### Work instruction
Look through the data below and, wherever a line carries the word "band", please copy that line.

[Point localization data]
──────────
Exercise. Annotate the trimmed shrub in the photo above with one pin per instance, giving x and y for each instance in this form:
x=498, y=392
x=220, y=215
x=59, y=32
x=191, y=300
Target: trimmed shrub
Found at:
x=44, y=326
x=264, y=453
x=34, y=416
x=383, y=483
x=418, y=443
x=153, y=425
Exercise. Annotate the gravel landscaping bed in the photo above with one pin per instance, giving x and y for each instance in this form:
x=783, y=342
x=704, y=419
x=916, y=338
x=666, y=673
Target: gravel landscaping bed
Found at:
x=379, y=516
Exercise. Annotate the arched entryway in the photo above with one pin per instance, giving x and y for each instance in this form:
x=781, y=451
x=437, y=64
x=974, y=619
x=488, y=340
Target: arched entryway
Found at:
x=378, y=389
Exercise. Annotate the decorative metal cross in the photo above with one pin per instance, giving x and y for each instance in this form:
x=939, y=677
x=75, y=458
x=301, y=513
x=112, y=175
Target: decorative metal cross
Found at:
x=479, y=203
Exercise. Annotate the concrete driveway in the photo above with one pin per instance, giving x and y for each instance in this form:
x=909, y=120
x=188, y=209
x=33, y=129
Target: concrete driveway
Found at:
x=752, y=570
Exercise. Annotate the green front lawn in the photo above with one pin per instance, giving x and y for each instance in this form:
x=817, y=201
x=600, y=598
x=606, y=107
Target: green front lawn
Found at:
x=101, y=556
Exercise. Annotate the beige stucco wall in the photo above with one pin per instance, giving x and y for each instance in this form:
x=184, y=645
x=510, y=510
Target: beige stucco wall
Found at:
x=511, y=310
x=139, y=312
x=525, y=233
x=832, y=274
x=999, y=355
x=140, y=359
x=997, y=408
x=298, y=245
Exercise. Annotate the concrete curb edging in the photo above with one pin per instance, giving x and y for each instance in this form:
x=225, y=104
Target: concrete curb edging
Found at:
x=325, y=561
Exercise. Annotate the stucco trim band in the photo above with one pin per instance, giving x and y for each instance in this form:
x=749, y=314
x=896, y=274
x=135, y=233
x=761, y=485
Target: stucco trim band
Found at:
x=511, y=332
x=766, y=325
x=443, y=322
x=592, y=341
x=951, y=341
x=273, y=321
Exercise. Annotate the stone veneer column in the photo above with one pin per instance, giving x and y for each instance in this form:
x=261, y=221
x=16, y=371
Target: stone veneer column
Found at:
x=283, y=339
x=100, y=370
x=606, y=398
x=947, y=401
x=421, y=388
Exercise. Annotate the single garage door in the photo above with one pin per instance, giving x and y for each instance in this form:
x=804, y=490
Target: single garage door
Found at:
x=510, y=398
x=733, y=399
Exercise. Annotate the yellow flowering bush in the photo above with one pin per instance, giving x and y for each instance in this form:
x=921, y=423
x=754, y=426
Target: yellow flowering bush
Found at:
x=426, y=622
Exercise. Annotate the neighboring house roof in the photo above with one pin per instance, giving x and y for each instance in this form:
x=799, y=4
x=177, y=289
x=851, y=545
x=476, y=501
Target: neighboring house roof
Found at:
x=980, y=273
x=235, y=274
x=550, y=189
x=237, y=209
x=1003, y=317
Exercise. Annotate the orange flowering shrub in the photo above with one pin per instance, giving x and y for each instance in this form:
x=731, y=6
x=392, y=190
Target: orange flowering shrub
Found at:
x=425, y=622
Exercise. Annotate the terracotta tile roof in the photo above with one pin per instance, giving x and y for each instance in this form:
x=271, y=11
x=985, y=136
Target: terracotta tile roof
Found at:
──────────
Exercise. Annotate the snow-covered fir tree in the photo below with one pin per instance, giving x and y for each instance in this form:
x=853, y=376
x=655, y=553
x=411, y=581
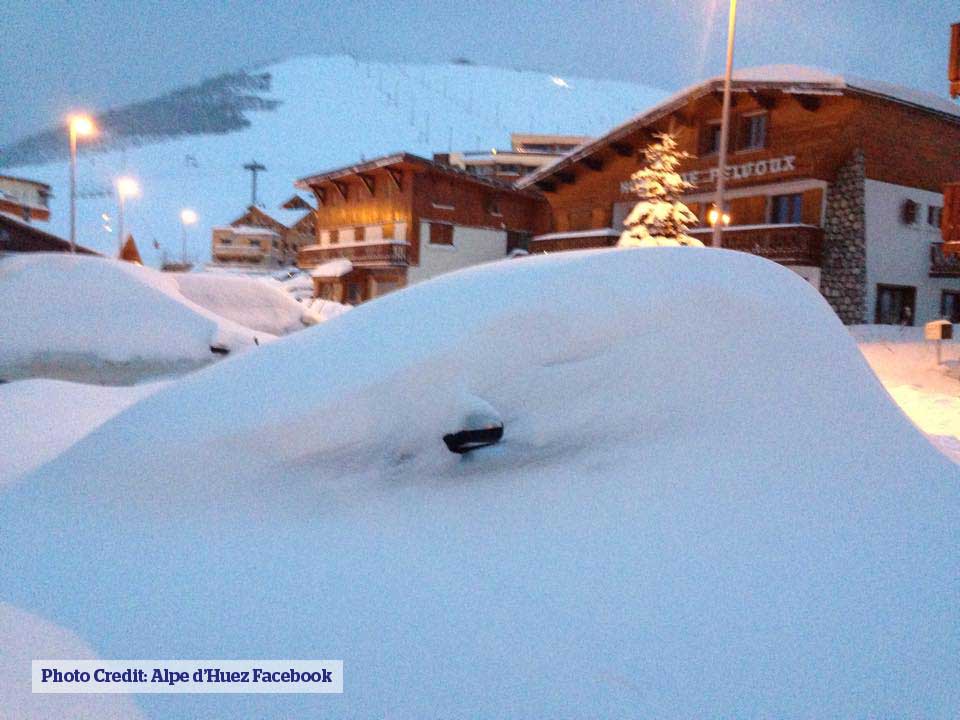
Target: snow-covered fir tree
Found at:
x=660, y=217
──────────
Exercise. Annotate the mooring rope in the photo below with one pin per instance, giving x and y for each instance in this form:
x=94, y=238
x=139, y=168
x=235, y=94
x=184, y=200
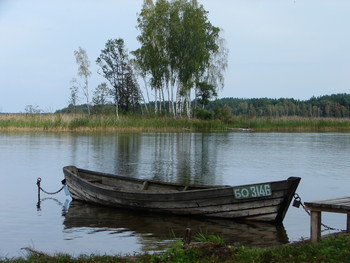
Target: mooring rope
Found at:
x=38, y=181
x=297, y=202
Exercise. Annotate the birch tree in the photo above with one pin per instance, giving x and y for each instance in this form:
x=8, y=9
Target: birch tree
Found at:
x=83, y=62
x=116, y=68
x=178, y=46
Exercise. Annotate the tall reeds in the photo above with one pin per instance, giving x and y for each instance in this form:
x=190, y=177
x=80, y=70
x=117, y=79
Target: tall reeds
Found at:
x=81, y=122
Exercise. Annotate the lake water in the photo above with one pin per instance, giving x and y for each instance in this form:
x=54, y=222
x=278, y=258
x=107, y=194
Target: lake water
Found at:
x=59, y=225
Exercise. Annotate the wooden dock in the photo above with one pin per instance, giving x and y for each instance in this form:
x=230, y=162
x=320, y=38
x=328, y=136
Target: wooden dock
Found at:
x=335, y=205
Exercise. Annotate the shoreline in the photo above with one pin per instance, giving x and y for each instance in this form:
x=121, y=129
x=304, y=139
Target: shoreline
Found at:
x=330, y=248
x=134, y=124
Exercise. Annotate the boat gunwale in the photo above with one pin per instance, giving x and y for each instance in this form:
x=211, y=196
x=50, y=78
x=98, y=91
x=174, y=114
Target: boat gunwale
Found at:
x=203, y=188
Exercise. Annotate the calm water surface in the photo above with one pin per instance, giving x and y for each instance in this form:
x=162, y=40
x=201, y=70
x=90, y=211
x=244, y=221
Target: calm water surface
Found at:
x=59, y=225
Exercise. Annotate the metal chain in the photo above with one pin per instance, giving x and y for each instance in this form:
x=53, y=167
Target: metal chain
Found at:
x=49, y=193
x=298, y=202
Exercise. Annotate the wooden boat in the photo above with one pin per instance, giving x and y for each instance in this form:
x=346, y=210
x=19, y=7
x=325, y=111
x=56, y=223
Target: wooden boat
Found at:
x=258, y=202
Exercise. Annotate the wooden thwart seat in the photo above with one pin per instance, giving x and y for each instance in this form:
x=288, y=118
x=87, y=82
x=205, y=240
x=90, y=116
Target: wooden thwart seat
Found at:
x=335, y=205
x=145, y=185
──────────
### Answer to this problem
Exercise. Annotate the stucco trim band in the photo above with one pin per instance, giving x and y for each instance in this form:
Target: stucco trim band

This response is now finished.